**WHAT NEEDS TO BE DONE:**
From the items below, extract every line that contains the string "flower".

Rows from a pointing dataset

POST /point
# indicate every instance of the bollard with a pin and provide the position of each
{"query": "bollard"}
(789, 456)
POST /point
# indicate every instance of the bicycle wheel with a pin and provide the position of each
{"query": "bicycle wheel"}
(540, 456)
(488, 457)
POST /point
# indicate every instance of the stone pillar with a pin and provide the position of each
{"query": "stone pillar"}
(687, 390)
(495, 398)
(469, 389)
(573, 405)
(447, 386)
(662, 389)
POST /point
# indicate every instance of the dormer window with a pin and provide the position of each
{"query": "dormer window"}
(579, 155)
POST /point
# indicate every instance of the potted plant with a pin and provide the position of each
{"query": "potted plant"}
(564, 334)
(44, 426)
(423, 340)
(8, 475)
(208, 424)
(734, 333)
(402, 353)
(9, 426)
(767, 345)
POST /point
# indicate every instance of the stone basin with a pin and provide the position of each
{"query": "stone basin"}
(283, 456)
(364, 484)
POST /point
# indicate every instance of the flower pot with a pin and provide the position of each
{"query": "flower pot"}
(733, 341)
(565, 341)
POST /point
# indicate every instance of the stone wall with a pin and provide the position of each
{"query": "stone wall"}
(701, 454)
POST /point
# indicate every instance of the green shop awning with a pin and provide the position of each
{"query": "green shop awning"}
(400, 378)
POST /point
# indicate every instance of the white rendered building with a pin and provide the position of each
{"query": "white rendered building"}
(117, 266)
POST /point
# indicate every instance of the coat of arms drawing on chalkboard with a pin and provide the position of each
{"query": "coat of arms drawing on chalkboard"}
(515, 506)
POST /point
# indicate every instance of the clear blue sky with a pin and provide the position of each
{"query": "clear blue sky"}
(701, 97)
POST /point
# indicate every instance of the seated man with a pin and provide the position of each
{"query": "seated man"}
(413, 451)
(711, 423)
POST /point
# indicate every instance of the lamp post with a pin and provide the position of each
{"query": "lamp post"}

**ANSWER:**
# indicate every instance of the flower pot with a pin and provide the position of each
{"query": "flower pot"}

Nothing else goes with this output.